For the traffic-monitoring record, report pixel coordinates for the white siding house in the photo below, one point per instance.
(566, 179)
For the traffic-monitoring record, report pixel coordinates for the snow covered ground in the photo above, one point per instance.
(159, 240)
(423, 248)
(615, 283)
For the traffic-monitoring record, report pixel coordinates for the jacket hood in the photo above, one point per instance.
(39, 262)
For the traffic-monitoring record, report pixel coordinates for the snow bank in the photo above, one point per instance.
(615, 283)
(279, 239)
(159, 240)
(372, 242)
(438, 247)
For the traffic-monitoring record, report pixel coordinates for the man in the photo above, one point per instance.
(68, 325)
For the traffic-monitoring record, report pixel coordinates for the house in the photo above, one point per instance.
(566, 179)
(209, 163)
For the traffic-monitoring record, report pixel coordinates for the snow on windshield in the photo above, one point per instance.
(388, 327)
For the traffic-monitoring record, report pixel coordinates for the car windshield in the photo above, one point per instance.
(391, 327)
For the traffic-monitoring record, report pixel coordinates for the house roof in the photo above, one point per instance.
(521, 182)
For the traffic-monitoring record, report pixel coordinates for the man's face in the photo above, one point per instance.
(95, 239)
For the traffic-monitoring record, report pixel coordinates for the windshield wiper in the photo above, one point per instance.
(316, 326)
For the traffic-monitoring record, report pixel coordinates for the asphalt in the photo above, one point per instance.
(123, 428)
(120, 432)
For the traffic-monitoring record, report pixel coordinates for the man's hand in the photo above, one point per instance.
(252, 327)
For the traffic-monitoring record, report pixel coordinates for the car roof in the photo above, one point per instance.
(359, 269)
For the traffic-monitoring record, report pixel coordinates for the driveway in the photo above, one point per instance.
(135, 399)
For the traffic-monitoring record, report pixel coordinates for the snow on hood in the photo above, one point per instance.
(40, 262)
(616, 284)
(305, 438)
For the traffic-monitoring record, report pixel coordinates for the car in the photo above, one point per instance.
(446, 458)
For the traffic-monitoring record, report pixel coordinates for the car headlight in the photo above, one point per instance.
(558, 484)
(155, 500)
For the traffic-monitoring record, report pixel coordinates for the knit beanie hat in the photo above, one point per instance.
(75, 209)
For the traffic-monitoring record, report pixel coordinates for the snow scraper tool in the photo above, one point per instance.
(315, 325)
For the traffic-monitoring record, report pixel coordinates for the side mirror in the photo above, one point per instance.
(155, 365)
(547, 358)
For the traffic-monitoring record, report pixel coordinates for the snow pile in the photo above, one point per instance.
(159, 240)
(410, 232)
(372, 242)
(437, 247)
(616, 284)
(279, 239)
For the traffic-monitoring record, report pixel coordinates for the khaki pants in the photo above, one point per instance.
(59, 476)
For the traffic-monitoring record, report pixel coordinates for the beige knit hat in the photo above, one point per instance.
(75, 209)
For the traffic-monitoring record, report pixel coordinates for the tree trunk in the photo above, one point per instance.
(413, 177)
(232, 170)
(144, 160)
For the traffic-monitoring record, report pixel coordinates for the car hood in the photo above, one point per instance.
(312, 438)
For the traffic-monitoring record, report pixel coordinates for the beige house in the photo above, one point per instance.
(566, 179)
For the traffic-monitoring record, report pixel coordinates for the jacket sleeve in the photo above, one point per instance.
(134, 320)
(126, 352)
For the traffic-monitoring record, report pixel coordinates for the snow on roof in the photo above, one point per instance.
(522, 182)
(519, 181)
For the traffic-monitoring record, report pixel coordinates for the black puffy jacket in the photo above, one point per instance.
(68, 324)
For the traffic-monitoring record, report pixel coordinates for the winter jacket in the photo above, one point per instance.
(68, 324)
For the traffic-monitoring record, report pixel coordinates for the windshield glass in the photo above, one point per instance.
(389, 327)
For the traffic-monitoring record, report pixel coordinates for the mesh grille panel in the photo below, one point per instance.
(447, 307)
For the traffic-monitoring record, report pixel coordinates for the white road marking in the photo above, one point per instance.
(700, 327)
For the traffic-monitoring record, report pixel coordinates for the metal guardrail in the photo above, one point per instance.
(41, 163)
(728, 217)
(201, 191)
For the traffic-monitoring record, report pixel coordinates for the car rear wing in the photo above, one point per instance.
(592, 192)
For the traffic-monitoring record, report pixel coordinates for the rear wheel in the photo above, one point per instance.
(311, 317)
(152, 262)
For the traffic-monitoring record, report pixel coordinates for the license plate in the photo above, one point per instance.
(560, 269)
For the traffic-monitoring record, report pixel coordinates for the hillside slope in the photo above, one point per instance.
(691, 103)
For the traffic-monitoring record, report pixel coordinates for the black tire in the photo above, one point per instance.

## [WHAT IS ASKED]
Extract every line from the one with "the windshield glass" down to the final line above, both included, exactly as written.

## [RESULT]
For the traffic-monitoring record, report pixel coordinates for the windshield glass in the photo above, one point per instance.
(389, 327)
For the traffic-monitoring record, report pixel coordinates for the mesh grille panel in the photo below, one point per instance.
(447, 307)
For the traffic-monitoring record, report pixel coordinates for the white road marking in the photo above, one point per instance.
(700, 327)
For the traffic-monitoring record, report pixel coordinates for the metal guardrail in the photo above, one point per instance.
(41, 163)
(728, 217)
(201, 191)
For the traffic-monitoring record, report pixel coordinates for the car rear wing in the photo above, one point per instance.
(592, 192)
For the traffic-monitoring record, report pixel coordinates for the rear wheel in the photo above, one point per instance.
(311, 317)
(152, 262)
For the traffic-monitoring record, report pixel coordinates for the license plate in the photo above, one point per instance.
(560, 269)
For the traffic-monitoring record, report pixel coordinates for the hillside slope in the photo above, one point per instance.
(691, 103)
For the traffic-monitoring record, report pixel coordinates for the black tire in the photo above, one point per instance.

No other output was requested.